**Goal**: Repeat the whole listing exactly.

**Entries provided**:
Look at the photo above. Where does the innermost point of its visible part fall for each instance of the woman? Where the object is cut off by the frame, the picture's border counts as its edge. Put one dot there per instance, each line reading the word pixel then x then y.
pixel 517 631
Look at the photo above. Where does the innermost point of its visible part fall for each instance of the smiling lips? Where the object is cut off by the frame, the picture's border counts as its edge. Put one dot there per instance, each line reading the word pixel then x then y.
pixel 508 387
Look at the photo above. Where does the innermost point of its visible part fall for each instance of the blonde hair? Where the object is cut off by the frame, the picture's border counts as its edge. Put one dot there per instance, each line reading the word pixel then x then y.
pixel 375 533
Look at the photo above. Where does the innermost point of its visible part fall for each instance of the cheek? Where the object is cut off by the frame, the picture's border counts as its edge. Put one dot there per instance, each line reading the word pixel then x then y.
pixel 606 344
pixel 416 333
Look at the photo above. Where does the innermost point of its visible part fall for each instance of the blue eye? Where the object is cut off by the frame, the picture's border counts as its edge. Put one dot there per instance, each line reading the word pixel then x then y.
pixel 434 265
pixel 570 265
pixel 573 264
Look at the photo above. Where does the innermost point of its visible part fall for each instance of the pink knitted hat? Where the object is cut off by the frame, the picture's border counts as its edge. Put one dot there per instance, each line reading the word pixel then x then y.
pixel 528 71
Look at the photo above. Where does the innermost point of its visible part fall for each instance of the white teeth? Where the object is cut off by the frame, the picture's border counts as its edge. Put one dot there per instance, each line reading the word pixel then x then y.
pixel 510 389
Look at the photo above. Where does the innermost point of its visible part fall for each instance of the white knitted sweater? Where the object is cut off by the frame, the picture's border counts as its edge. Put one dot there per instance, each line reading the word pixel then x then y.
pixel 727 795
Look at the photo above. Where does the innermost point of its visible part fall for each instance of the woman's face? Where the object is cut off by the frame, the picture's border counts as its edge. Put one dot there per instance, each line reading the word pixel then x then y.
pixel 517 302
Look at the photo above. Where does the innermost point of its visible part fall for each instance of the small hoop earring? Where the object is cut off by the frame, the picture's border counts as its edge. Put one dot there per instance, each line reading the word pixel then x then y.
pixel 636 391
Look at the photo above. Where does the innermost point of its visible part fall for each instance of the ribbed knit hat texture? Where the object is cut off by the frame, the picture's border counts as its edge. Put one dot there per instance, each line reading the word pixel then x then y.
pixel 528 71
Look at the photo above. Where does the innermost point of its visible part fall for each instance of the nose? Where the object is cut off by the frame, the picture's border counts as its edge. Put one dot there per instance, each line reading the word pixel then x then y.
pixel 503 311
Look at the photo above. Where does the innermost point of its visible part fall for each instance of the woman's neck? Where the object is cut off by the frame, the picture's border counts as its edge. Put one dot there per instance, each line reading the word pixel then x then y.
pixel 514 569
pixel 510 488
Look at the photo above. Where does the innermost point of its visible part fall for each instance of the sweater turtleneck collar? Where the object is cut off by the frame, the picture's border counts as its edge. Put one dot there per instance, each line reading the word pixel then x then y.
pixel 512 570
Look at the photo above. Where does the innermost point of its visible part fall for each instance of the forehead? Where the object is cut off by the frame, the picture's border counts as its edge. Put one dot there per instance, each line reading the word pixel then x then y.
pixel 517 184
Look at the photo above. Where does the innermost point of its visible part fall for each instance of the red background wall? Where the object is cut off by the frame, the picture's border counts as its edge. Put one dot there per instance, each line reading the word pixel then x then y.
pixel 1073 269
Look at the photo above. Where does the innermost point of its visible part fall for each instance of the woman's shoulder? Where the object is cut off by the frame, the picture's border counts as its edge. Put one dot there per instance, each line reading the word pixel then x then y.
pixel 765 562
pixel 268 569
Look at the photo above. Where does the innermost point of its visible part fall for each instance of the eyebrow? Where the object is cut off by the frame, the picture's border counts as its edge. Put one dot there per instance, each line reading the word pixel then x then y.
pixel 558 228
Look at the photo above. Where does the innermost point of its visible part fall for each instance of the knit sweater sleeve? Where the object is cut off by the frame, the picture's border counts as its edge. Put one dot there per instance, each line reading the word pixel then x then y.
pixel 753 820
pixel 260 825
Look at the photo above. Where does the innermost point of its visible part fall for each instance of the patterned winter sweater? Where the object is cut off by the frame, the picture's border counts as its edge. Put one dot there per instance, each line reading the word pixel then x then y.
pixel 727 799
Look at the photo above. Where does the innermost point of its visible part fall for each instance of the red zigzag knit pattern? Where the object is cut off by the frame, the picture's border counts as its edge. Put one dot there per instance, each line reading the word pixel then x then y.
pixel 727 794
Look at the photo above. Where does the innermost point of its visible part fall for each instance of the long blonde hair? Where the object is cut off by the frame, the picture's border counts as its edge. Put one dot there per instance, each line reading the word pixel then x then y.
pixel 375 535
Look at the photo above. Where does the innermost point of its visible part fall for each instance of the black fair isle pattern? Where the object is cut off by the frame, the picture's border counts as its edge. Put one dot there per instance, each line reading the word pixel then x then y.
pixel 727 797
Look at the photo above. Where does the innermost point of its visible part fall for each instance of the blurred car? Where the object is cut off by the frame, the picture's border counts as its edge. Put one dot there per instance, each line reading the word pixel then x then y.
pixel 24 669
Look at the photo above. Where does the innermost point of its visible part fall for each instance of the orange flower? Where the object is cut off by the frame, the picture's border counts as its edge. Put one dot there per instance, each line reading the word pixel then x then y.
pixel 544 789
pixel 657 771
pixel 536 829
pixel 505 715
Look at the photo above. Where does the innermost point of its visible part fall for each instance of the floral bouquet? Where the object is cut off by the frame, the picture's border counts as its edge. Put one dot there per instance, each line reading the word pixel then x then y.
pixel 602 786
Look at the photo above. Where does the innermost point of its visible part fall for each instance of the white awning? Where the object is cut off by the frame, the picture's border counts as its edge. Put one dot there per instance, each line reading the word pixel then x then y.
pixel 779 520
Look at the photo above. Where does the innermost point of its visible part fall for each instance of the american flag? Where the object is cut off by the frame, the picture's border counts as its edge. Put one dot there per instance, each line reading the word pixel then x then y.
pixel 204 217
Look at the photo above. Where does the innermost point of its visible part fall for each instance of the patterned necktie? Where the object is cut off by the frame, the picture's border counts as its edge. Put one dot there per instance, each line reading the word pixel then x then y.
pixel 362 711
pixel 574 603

**Result**:
Look at the photo above. Where does the innermost point of its visible part fall for each instance of the woman? Where the object is cut off by the frame, the picture's border counts as its edge. Put one dot there per instance, each line reading the word pixel then x then y.
pixel 517 631
Look at the photo above. Where does the innermost point of its visible part fall for each instance of the smiling lips? Where the object is cut off by the frame, the picture's border counts as its edge. Put one dot there per instance, each line reading the word pixel then x then y.
pixel 508 387
Look at the photo above. Where does the innermost point of its visible part fall for each instance of the blonde hair? Where the object is cut off by the frame, the picture's border counts as its edge. Put one dot there per instance, each line reading the word pixel then x then y.
pixel 375 533
Look at the photo above. Where does the innermost point of its visible part fall for each instance of the cheek? Where the object is cut off by the frame, the picture's border counts as its edge. Put one dot there per instance, each line reading the word pixel then x then y.
pixel 606 344
pixel 416 333
Look at the photo above. Where does the innermost point of its visible part fall for each instance of the blue eye? Where the object is cut off by the frame, the picture's border counts as its edge. Put one dot there per instance, each line reading the word pixel then x then y.
pixel 434 265
pixel 570 265
pixel 573 264
Look at the photo above. Where does the innermost point of its visible part fall for each instance of the pink knitted hat? Where the object is cut off by the frame, the picture's border counts as its edge. Put one dot there per instance, each line reading the word pixel then x then y.
pixel 528 71
Look at the photo above. Where does the innermost point of its visible part fall for each instance of the white teeth? Where the object is cut off by the frame, the picture's border counts as its edge. Put one dot there per instance, each line reading the word pixel then x then y.
pixel 510 389
Look at the photo above. Where does the innermost point of its visible part fall for each instance of the white knitted sweater? Where the object is cut off by the frame, the picture's border counts as its edge. Put one dot there per instance, each line reading the word pixel then x then y.
pixel 727 795
Look at the photo above. Where does the innermost point of its visible part fall for each instance of the woman's face? Where the object is cut off by the frame, the picture's border counts as its edge. Put one dot there per instance, each line reading the word pixel then x then y.
pixel 517 302
Look at the photo above. Where does the innermost point of its visible part fall for each instance of the small hoop earring? Where the object is cut off by the frame, the picture's border counts as its edge. Put one dot there per instance, each line reading the word pixel then x then y.
pixel 636 391
Look at the photo above. Where does the innermost point of its visible part fall for each instance of the ribbed knit hat texture? Where the object is cut off by the frame, the picture's border counts as its edge. Put one dot there per instance, each line reading the word pixel then x then y.
pixel 528 71
Look at the photo above. Where does the innermost point of its visible part fall for each instance of the nose? Where the object is cut off by the frame, the picture's border counts as its edge. Put one dot there per instance, each line reading the word pixel then x then y.
pixel 503 311
Look at the photo above. Where does the innermost point of its visible part fall for each instance of the woman's neck? Where the object is cut off by the frame, the picture's border counts as its edge. Put one dot there per instance, each line reading the word pixel then x then y.
pixel 514 569
pixel 510 488
Look at the photo above. Where does the innermost point of its visible part fall for each instance of the sweater turtleneck collar? Where the object is cut off by the frame, the picture's border counts as its edge. Put one dot there per instance, each line reading the word pixel then x then y.
pixel 512 570
Look at the photo above. Where does the innermost point of its visible part fall for each instance of the forehead? Where the object is cut off by the frame, the picture's border counts as its edge. Put one dot there per instance, each line reading the word pixel then x then y.
pixel 517 184
Look at the photo above. Where does the innermost point of its visible part fall for each instance of the red background wall? Where the object is cut off by the frame, the picture's border counts as its edge. Put one dot there per instance, each line reading the word pixel then x then y.
pixel 1073 269
Look at the photo above. Where does the innermost point of its visible part fall for each instance of the woman's shoulder? Where the object is cut off by the frame, the picture's border counts as its edge. Put one dot there per instance, each line reading the word pixel then x then y.
pixel 765 562
pixel 268 569
Look at the photo above. Where does the innermost point of its visible part fall for each instance of the eyebrow? Where the object is cut off by the frame, the picture's border counts as its edge. Put one dot there per instance, each line reading the word pixel then x then y.
pixel 558 228
Look at the photo above. Where does the innermost point of its visible part fall for each instance of the knit sweater sleeve? Where the object is cut off by the frame, the picture's border counts as its edge. Put one dot there per instance, each line reading the word pixel then x then y.
pixel 753 820
pixel 260 825
Look at the photo above. Where does the innermost point of its visible part fall for each instance of the patterned winter sweater? Where the object is cut off by the frame, the picture's border counts as its edge. Put one dot there per instance, each line reading the word pixel then x then y.
pixel 727 799
Look at the photo above. Where does the innermost point of its visible part fall for each instance of the red zigzag knit pattern? Where the object is cut off by the frame, the picture's border counts as its edge. Put one dot there per instance, each line reading the word pixel then x then y.
pixel 727 794
Look at the photo above. Where does the innermost point of its visible part fall for each instance of the long blonde hair? Where the object is cut off by the frame, the picture's border counts as its edge. Put one dot there per instance, each line reading the word pixel then x then y.
pixel 375 535
Look at the photo above. Where does the innermost point of its visible part fall for each instance of the black fair isle pattern? Where the object is cut off by the frame, the picture's border counts as its edge. Put one dot there per instance, each line reading the word pixel then x then y.
pixel 727 797
Look at the photo above. Where does the innermost point of its visible part fall for each instance of the blurred car? Where the object is cut off by the frame, the picture's border counts as its edge. Put one dot there per instance, each line reading the word pixel then x then y.
pixel 24 669
Look at the photo above. Where does the innermost point of its visible part fall for each instance of the orange flower? Where the object is cut off by the frame, the picture's border counts as its edge. Put one dot there per instance, each line reading the word pixel then x then y.
pixel 544 789
pixel 657 771
pixel 536 829
pixel 505 715
Look at the photo above. Where does the innermost point of its visible part fall for each instance of the floral bouquet? Where the object is cut off by the frame, the picture's border counts as its edge. Put one dot there per instance, each line reading the word pixel then x then y.
pixel 602 786
Look at the photo above. Where does the innermost point of its visible part fall for each instance of the white awning? Where the object is cut off by the frame, the picture's border counts as its edge. Put one dot there per instance, each line reading the word pixel then x then y.
pixel 779 520
Look at the photo above. Where does the innermost point of its visible part fall for each instance of the american flag? Where the object is cut off by the frame, the picture's border counts as its edge. Put one dot there per instance, each line reading the word pixel then x then y.
pixel 204 217
Look at the photo above. Where does the innermost point of its visible part fall for each instance of the patterned necktie? Where the object is cut off by the frame, the picture's border counts as its edge. Put one dot there per instance, each line reading the word pixel then x then y.
pixel 362 711
pixel 574 603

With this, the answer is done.